#### Excerpt
* start *

An Early Public Journalism Project

“The idea is to frame stories from the citizen’s view, rather than inserting man-in-the-street quotes into a frame dominated by professionals.”

JAY ROSEN, NYU, 1995

Although isolated citizen projects and reader forums are sprinkled throughout the history of journalism, the public journalism movement began in earnest in 1987 in Columbus, Georgia. The city was suffering from a depressed economy, an alienated citizenry, and an entrenched leadership. In response, a team of reporters from the Columbus Ledger-Enquirer surveyed and talked with community leaders and other citizens about the future of the city. The paper then published an eight-part series based on the findings.

When the provocative series evoked little public response, the paper’s leadership realized there was no mechanism or forum for continuing the public discussions about the issues raised in the series. Consequently, the paper created such a forum by organizing a town meeting and helped create a new civic organization to tackle issues such as racial tension and teenage antisocial behavior.

* end *

#### Given task 1
According to the public journalism excerpt, in what year and in which city did the public journalism movement begin in earnest?
#### Given task 2
Condense the paragraph of the public journalism excerpt that begins "When the provocative series" into two sentences, keeping its main facts.
#### Given task 3
From the public journalism excerpt, transcribe the passage that opens with the words containing "JAY ROSEN, NYU, 1995" and closes with "on the findings.".
The material has no connection to the public journalism excerpt.

(Object pointing dataset records)
* start *

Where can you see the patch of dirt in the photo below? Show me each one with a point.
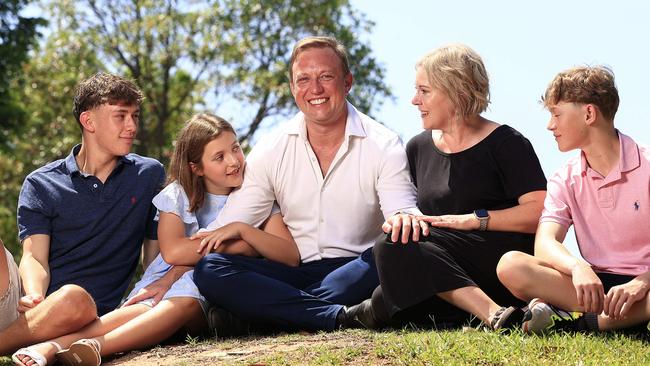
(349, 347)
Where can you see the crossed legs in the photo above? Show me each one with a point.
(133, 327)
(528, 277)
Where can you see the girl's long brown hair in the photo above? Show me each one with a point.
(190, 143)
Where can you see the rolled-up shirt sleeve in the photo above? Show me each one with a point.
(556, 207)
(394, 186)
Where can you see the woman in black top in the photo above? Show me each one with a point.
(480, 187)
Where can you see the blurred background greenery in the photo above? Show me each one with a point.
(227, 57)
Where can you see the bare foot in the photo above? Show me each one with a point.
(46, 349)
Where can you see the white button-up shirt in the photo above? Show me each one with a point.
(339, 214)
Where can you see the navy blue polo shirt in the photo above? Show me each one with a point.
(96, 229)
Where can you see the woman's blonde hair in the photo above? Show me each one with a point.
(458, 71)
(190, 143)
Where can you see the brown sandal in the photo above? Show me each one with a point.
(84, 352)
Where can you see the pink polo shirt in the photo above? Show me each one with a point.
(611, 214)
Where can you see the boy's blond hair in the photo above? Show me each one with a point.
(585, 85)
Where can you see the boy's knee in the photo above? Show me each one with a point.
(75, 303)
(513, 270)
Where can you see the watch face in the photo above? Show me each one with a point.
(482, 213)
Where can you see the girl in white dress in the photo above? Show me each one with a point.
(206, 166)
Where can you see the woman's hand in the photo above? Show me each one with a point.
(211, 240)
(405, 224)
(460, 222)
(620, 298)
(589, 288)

* end *
* start *

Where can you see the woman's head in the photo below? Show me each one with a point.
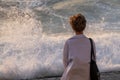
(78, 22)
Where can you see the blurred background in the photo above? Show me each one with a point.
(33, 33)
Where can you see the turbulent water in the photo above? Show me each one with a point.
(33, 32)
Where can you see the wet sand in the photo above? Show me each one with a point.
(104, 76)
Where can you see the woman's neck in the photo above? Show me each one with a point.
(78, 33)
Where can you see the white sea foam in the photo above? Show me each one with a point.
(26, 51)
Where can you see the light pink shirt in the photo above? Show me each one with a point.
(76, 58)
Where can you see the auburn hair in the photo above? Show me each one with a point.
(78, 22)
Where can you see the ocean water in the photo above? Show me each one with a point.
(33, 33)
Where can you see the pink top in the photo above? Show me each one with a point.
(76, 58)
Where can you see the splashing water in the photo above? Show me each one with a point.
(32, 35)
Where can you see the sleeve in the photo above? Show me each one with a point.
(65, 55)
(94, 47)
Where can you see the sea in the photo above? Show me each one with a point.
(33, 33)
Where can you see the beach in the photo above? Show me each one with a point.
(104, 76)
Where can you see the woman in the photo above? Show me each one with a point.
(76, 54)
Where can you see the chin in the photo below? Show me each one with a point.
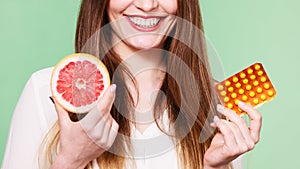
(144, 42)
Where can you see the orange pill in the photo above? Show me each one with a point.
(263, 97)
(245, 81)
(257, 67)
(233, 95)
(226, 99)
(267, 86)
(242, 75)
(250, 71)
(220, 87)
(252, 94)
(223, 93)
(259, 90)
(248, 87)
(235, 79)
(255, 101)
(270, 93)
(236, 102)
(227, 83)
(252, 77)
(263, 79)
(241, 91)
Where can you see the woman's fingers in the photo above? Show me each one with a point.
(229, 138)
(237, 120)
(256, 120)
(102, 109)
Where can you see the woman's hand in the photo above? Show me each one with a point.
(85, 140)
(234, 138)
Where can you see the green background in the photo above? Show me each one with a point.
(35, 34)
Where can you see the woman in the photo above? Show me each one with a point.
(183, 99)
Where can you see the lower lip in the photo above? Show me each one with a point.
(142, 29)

* end *

#### Task solution 1
It began in 1987 in Columbus, Georgia.

#### Task solution 2
The series drew little public response, and the paper's leadership saw that there was no mechanism or forum for continuing discussion of the issues it raised. The paper therefore organized a town meeting and helped create a new civic organization to address issues such as racial tension and teenage antisocial behavior.

#### Task solution 3
JAY ROSEN, NYU, 1995

Although isolated citizen projects and reader forums are sprinkled throughout the history of journalism, the public journalism movement began in earnest in 1987 in Columbus, Georgia. The city was suffering from a depressed economy, an alienated citizenry, and an entrenched leadership. In response, a team of reporters from the Columbus Ledger-Enquirer surveyed and talked with community leaders and other citizens about the future of the city. The paper then published an eight-part series based on the findings.